(Point-based annotation data)
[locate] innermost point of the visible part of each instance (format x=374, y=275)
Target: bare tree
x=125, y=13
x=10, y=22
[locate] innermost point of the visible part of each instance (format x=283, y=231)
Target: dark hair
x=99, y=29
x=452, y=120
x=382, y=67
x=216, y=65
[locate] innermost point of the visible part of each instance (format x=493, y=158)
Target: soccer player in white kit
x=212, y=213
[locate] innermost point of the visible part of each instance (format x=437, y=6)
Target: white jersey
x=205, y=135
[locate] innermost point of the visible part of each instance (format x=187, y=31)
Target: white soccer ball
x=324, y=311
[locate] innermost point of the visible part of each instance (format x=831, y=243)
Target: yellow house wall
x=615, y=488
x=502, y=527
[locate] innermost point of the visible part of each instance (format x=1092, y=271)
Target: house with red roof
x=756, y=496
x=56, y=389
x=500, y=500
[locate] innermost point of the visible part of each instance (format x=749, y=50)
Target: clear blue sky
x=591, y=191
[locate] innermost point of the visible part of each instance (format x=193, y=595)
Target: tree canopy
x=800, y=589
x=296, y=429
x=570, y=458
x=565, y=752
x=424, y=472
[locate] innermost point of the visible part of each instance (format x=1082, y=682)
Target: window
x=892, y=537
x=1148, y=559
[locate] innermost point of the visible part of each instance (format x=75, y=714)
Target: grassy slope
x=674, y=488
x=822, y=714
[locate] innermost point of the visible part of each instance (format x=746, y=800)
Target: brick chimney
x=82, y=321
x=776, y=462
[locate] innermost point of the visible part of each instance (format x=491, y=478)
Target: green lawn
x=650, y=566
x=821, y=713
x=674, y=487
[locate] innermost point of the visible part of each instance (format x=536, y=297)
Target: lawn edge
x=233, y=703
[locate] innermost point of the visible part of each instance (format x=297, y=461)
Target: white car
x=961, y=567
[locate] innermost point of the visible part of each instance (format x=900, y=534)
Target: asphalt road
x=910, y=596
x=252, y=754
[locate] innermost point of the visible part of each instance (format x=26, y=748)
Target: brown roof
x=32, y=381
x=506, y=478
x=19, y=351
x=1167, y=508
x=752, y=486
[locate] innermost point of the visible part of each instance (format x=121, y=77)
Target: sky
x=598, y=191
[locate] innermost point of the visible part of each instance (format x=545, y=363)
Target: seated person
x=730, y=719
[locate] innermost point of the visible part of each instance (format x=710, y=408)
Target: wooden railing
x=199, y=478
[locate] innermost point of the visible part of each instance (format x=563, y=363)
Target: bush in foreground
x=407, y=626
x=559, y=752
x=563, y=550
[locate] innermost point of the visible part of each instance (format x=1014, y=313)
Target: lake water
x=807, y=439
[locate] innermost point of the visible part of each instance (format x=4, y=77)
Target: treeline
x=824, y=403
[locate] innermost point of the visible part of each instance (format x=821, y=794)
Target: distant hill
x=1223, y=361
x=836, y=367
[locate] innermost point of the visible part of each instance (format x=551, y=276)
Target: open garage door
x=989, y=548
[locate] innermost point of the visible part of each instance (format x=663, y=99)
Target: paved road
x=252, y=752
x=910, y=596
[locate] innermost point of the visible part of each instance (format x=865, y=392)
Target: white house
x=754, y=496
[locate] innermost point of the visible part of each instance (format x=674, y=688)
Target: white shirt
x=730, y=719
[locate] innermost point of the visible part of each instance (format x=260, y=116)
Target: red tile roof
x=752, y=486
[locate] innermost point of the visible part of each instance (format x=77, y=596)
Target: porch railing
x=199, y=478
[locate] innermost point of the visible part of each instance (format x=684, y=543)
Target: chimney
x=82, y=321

What is being asked:
Output all of the rows above again, unchanged and in their original order.

Written answer:
[locate] innermost point of the visible part of each instance (format x=374, y=275)
Target: bare tree
x=125, y=13
x=10, y=22
[locate] innermost point of the visible part of each instance (format x=283, y=231)
Target: dark hair
x=99, y=29
x=452, y=120
x=382, y=67
x=216, y=65
[locate] innermost point of the visible part of each instance (format x=493, y=158)
Target: soccer player in white kit
x=212, y=213
[locate] innermost point of the visible part of each instance (format x=437, y=6)
Target: white jersey
x=205, y=135
[locate] innermost point of the visible part of each instance (format x=187, y=31)
Target: white soccer ball
x=324, y=311
[locate] innermost point of the visible part of each instance (format x=831, y=243)
Target: yellow house wall
x=615, y=488
x=502, y=527
[locate] innermost point of the visible part of each instance (format x=1092, y=271)
Target: house with red roof
x=756, y=496
x=56, y=389
x=500, y=500
[locate] innermost point of the visible part of each instance (format x=749, y=50)
Target: clear blue sky
x=591, y=191
[locate] innermost point of the visible part of each instance (format x=193, y=595)
Target: tree canopy
x=800, y=589
x=296, y=429
x=570, y=458
x=565, y=752
x=424, y=472
[locate] innermost point of the visible part of each instance (format x=1082, y=682)
Target: window
x=892, y=537
x=1148, y=559
[locate] innermost point of the visible part of each instance (format x=75, y=714)
Target: grassy slope
x=674, y=488
x=822, y=714
[locate] innermost point of the visible part of each instance (format x=746, y=800)
Target: brick chimney
x=82, y=321
x=776, y=462
[locate] innermost point of the visible part of each instance (format x=491, y=478)
Target: green lawn
x=650, y=566
x=821, y=713
x=674, y=487
[locate] innermost point of the visible part of each instance (format x=536, y=297)
Target: lawn edge
x=233, y=703
[locate] innermost point of the visible part of each instance (format x=297, y=461)
Target: white car
x=961, y=567
[locate] innermost point of the visible part of each instance (format x=900, y=534)
Target: asphalt road
x=910, y=596
x=252, y=754
[locate] innermost point of the visible part of each instance (format x=26, y=748)
Target: brown roof
x=32, y=381
x=506, y=478
x=19, y=351
x=1167, y=508
x=752, y=486
[locate] innermost point of the visible part of each instance (format x=121, y=77)
Target: sky
x=598, y=191
[locate] innermost point of the visible part of each instance (format x=545, y=363)
Target: seated person
x=730, y=719
[locate] innermost point of the visible part of each instance (format x=710, y=408)
Target: wooden railing
x=199, y=478
[locate] innermost point of the visible part of each instance (format x=563, y=363)
Target: bush in foreground
x=407, y=626
x=559, y=752
x=563, y=550
[locate] innermost point of the visible part of each instance (format x=1014, y=313)
Target: lake water
x=807, y=439
[locate] innermost point of the visible part of each instance (format x=4, y=77)
Target: treeline
x=824, y=403
[locate] innermost point of the visible part of each instance (format x=821, y=794)
Target: distant hill
x=1223, y=361
x=836, y=367
[locate] innermost point of the visible part of each instance (format x=551, y=276)
Target: open garage door
x=989, y=548
[locate] innermost point of the visible part of each instance (format x=663, y=99)
Target: paved road
x=252, y=752
x=910, y=596
[locate] innermost point of the visible part of each instance (format x=865, y=392)
Target: white house
x=754, y=496
[locate] innermost point of the visible part of each instance (format x=674, y=688)
Target: white shirt
x=730, y=719
[locate] innermost point of the visible part of each instance (format x=260, y=116)
Target: red tile roof
x=752, y=486
[locate] innermost point of the visible part of each instance (format x=77, y=596)
Target: porch railing
x=199, y=478
[locate] innermost point of the visible part of each instance (format x=684, y=543)
Target: chimney
x=82, y=321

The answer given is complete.